Task directions
Copy the material below, substituting "smallest" for every "tightest" and changing nothing else.

Provided data
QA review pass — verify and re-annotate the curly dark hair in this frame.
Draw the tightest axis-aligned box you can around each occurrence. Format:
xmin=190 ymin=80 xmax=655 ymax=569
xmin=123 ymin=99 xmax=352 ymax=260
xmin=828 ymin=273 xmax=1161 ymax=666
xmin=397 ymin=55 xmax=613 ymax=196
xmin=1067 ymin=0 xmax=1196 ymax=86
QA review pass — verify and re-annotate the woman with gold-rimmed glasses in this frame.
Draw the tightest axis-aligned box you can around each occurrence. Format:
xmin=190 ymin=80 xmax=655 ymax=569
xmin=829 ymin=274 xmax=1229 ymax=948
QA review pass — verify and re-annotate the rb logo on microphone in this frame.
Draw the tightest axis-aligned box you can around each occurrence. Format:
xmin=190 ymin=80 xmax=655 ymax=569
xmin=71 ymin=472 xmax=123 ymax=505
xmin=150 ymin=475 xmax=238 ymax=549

The response
QA review pass — verify and re-annotate the curly dark hair in this frame.
Draw the smallest axis-aligned box you can around each occurrence. Format:
xmin=190 ymin=80 xmax=655 ymax=569
xmin=123 ymin=99 xmax=352 ymax=260
xmin=828 ymin=273 xmax=1161 ymax=666
xmin=397 ymin=55 xmax=613 ymax=196
xmin=1067 ymin=0 xmax=1196 ymax=86
QA review pass — verify and re-annotate the woman with gold-rimmed glasses in this frame.
Draw the smallest axis-aligned box you can around each occurrence. Format:
xmin=190 ymin=80 xmax=655 ymax=569
xmin=829 ymin=274 xmax=1229 ymax=948
QA review pass — verify and re-annotate the rb logo on microphone in this frame.
Draw the smallest axis-aligned box you can around each occurrence. Format:
xmin=190 ymin=80 xmax=655 ymax=569
xmin=71 ymin=472 xmax=123 ymax=505
xmin=150 ymin=475 xmax=238 ymax=549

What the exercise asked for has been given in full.